§ TASK DATA

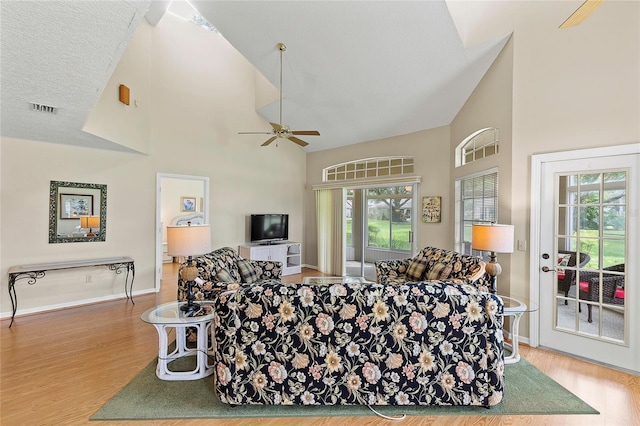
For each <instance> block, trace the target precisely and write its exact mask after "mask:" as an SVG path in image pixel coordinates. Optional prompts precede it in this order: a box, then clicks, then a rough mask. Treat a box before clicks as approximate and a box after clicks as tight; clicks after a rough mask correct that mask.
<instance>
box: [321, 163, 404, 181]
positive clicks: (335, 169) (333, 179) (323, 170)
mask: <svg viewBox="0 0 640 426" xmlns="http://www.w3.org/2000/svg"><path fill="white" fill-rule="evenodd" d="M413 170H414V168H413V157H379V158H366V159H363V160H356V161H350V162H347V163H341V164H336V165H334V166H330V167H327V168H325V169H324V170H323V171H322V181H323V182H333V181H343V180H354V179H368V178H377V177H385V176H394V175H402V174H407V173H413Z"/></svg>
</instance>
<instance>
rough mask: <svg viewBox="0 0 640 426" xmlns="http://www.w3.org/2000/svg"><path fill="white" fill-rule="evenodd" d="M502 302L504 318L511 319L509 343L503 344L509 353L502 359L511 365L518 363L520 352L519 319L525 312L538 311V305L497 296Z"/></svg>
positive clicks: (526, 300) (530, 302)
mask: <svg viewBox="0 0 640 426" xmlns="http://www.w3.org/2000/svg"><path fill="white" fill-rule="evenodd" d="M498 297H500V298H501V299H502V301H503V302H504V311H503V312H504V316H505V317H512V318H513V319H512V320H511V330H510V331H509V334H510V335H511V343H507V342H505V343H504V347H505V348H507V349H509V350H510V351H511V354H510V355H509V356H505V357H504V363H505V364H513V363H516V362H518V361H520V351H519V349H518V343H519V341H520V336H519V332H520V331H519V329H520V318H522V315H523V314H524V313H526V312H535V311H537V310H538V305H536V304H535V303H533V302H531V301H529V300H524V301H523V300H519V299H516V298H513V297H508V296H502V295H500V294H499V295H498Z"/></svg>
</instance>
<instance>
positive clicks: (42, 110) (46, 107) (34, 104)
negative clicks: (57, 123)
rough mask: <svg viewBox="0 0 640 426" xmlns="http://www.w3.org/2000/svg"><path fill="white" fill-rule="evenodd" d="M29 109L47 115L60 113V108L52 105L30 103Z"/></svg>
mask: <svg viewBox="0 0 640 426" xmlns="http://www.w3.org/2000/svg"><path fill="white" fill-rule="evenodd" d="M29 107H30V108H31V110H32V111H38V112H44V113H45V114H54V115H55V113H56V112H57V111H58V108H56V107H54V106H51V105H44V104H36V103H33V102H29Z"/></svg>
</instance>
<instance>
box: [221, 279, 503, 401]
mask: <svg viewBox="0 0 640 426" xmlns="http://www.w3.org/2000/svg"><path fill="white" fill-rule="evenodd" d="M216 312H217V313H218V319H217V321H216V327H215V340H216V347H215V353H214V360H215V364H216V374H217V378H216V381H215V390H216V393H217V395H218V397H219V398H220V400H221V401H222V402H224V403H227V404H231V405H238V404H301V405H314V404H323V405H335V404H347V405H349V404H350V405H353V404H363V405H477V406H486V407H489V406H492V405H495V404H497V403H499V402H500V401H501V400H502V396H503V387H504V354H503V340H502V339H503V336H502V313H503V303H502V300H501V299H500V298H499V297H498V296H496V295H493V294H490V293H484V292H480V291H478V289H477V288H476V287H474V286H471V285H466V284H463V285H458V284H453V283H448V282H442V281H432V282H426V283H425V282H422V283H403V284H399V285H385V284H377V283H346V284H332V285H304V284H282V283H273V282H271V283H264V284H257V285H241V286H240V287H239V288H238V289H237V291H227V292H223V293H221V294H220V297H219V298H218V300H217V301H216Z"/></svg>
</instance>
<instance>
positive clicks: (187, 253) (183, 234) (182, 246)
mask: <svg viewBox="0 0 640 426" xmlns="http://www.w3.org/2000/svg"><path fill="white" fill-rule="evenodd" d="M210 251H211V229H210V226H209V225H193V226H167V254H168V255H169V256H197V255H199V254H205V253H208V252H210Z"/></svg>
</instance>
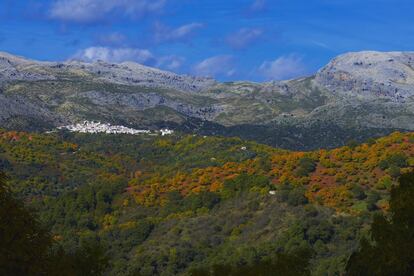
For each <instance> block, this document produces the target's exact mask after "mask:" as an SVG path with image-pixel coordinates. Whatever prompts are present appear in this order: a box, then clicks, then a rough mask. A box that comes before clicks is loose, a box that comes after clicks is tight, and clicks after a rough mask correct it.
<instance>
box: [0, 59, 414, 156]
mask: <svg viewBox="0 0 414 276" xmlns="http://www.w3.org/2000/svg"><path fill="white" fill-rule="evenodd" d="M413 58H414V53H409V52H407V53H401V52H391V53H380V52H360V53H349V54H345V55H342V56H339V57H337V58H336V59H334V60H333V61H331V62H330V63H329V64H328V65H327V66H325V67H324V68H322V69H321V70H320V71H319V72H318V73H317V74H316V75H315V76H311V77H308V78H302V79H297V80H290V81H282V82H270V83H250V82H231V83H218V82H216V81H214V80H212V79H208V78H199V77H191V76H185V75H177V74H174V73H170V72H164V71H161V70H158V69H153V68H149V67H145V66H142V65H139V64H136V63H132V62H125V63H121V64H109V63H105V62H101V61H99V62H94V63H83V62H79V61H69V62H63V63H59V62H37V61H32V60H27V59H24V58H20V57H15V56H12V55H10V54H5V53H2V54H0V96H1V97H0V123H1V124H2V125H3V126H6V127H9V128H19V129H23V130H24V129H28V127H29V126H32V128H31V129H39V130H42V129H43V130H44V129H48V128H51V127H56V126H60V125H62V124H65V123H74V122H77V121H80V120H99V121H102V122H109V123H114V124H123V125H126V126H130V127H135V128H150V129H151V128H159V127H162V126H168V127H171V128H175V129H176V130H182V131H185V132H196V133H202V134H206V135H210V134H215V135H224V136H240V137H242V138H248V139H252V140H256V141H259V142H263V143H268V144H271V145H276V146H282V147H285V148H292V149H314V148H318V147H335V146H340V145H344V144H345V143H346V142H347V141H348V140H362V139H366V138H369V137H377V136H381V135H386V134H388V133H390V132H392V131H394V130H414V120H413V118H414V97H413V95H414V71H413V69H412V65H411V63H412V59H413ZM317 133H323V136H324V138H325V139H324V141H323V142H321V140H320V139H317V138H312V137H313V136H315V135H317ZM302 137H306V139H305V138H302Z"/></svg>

§ WHAT THE TASK REQUIRES
Every line of the listing that holds "correct" should be found and copied.

§ EXPECTED ANSWER
For each <instance> block, trace the target precisely and write its exact mask after "mask:" as an SVG path in image pixel coordinates. Optional prompts precede it in this order: a box, then clicks, then a rough mask. Treat a box before clicks as approximate and a box after clicks as tight; clicks after a rough mask correct that mask.
For each <instance> block, this document produces the target's exact mask after "mask:" as an SVG path with image-pixel coordinates. Whatever prompts are present appear in this order: a box, then clicks, then a rough mask. A box that comes before clicks is loose, a box that comes after clicks is tight, and clicks after a rough mask correct it.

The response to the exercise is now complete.